*WORK TO BE COMPLETED:*
Decide whether each statement below agrees with the market commentary, answering yes or no and quoting the exact words of the commentary that settle it: (a) HMPR lost 5% over September. (b) The seller of HMPR found the needed liquidity in the 2.30 range. (c) The "irrational exuberance" speech was given to the American Enterprise Institute in 1996.

Portfolio Lowlights For September
---- HMPR declined 5% during the month of September, following what was initially a gain for the company into the middle of the month. There is not much liquidity in the name and it seemed that there were some anxious sellers attempting to find out where the liquidity in the name was in order to relieve themselves of the shares they were holding.
Markets, in general, do tend to gravitate towards liquidity. It is prevalent in all aspects of trading, becoming especially transparent in small-cap companies. As an example, when you have a large seller who wants to get out of a stock, as we seem to have had in HMPR during the second half of the month, at some point they are forced to lower their bid in an attempt to find out where they can find the liquidity needed to exit their position. In the case of HMPR, that liquidity pocket turned out to be in the 1.30 range. There was certainly enough demand at this price to meet the seller's supply.
What does this mean for HMPR? Nothing, really. Buyers and sellers exist. The fact that they want to sell doesn't necessarily mean that “smart money” is looking for an exit.
HMPR falls into the category of an attractive regional bank investment without much downside risk here. It is the type of asymmetric opportunity that is becoming more difficult to find in the current market.
Looking Ahead To October
In typical October fashion, we are entering the month with a great degree of uncertainty. The uncertainty in this case, as has been the case so many times over the past several years, has to do with governmental issues as they relate to disagreement that has become chronic in Washington.
I'll spare you from my governmental analysis, as I am sure you can find countless opinions regarding what the shutdown means and perhaps more importantly, what it reveals about a newly evolved governmental system that places partisan political ideology over the well-being of all else.
Instead, I will focus on what can actually make a bottom line difference to the portfolios I manage. In assessing the current state of the market, there seems to be undertone or chatter that involves excessive levels of optimism signaling an imminent end to the current bull market.
We have, after all, come from an environment where persistent chop was the name of the game. From 2000-2012, there have been wide ranging fluctuations in the S&P 500 that have caused investors to come to rely on indicators that perform well in choppy, consolidating markets. Many of the measures of sentiment that have been relied upon for information that may have proven profitable in the past, will tend to fail during a new secular bull market, as I believe that we are currently in.
I don't remember many things that have happened in my past well. In fact, it is probably one of my major flaws. My wife reminds me of certain important events that happened to us in the past, with me just staring back at her blankly, hoping that it doesn't send her into a half hour rant about my lack of care regarding touching moments we've shared. And don't you dare think about asking me what I had for lunch or what I did over the weekend because it is for the most part a blur.
There are, however, market events that stick with me like they were yesterday. One recent example was the Yahoo IPO in 1996 resembling the Facebook IPO both in price action and general sentiment. I have written about this several times over the past 12 months, as those of you who have been following along know. Another event that took place in 1996 that has stuck with me for some reason or another was the “irrational exuberance” speech given by Alan Greenspan to the American Enterprise Institute in 1996. I recall the speech. The market's reaction to the speech in the hours that followed. And what happened to the market in the months following that speech.

*AVAILABLE DATA:*

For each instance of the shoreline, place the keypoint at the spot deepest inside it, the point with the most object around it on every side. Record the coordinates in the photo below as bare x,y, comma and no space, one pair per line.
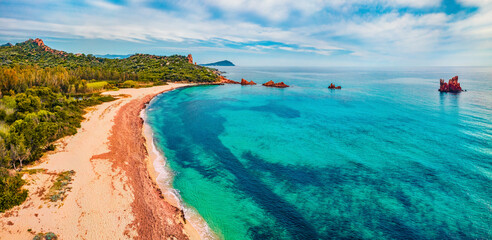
196,227
114,192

*OUTPUT FOR THIS TASK:*
(a) Yes: "HMPR declined 5% during the month of September"
(b) No: "that liquidity pocket turned out to be in the 1.30 range"
(c) Yes: "the “irrational exuberance” speech given by Alan Greenspan to the American Enterprise Institute in 1996"